:: STATED TASK ::
Can you copy every one of the entries below word for word, leaving the pictures out of your answer?
** start **
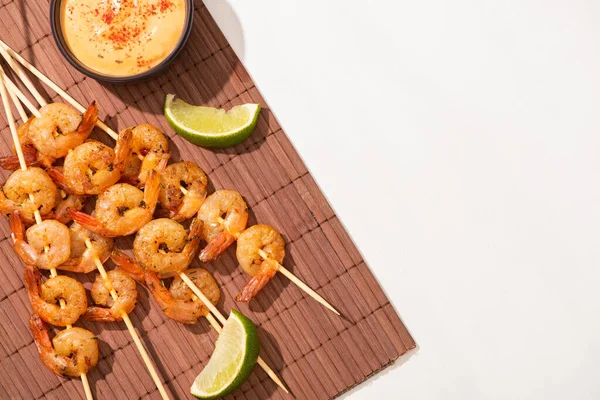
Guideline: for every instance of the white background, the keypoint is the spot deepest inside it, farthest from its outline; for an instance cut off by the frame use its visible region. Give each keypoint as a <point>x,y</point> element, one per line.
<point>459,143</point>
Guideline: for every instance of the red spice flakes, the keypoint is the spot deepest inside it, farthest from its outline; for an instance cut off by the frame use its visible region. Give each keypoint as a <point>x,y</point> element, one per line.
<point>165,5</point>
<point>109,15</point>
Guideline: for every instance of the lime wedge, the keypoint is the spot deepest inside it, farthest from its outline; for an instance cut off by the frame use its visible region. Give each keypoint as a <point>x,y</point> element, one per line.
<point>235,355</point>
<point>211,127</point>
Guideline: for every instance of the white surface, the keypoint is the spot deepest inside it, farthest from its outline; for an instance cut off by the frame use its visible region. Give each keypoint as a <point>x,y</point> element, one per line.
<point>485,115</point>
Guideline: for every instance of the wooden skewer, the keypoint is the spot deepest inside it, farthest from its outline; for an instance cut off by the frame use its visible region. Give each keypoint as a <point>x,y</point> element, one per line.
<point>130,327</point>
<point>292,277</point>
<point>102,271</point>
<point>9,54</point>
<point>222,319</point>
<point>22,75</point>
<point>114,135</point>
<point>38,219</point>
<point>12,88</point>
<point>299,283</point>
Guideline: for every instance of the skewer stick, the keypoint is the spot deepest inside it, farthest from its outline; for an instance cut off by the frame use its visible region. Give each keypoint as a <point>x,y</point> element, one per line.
** end **
:: TASK RESULT ::
Guideline: for every instance of the white background, the keypoint is the spot deepest inside it, farthest from its outline; for an instance cut off by the frame use its visible region. Give each keypoint as a <point>x,y</point> element, one per line.
<point>459,143</point>
Guideline: for every instance of the red spice flakes, the keypoint is the spot deepest inside it, farthest from its outline; for an instance cut off by the frame use its visible region. Give each keypoint as a <point>x,y</point> element, one per line.
<point>165,5</point>
<point>109,15</point>
Guideline: for every instance of the lime wedge, the keypoint is the spot deepest inside it, farthest from its outline; for an instance cut off by the frame use its visible region. Give each keypoint as a <point>x,y</point> element, one per line.
<point>235,355</point>
<point>211,127</point>
Guideline: for every instance of the white surface, the keypoint is the spot deepest inside it, farthest from its outline; for an instance cut off by the frame use its visible region. Give each keypoint as a <point>x,y</point> element, one per line.
<point>485,115</point>
Guideline: for every instance of the wooden skewer, the keypoint is the spot deepest inside it, farthest from its outline; for an instance cut off by the frame use its visible region. Give each keypoint as a <point>x,y</point> element, one per line.
<point>130,327</point>
<point>292,277</point>
<point>102,271</point>
<point>9,54</point>
<point>222,319</point>
<point>22,75</point>
<point>114,135</point>
<point>38,219</point>
<point>12,88</point>
<point>299,283</point>
Guideline: for every instance of the skewer stick, the keypoint is the spot deepest inside it, farthest from its outline; for an instance cut off by the frame use its visible region. Give each keypoint as a <point>x,y</point> element, one per line.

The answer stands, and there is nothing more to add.